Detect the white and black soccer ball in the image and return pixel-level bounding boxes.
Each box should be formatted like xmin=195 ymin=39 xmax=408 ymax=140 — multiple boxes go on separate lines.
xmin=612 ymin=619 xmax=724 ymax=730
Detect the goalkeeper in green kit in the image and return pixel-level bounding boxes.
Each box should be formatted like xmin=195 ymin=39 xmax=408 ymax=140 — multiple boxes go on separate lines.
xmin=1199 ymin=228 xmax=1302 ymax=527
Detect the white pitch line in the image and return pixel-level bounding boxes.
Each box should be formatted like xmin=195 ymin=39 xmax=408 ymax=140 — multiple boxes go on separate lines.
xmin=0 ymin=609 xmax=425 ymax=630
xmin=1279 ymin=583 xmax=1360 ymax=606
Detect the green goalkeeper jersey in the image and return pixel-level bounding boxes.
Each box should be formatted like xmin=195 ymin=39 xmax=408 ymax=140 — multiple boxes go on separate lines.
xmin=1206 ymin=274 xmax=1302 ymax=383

◆ ◆ ◆ ◆ ◆ ◆ ◆

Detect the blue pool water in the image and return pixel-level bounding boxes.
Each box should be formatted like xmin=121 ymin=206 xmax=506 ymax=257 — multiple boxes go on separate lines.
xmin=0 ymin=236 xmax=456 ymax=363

◆ ◆ ◆ ◆ ◆ ◆ ◆

Goal of the exercise:
In the material, find each line with the word "level" and list it.

Reply to the exercise:
Detect the white and black soccer ball in the image and return pixel-level bounding boxes.
Detect the goalkeeper in green kit in the image and return pixel-level bounding boxes.
Detect the white pitch line in the image and return pixel-level bounding boxes.
Detect the green goalkeeper jersey in the image and return pixel-level bounding boxes.
Detect the blue pool water in the image and return pixel-level bounding boxes.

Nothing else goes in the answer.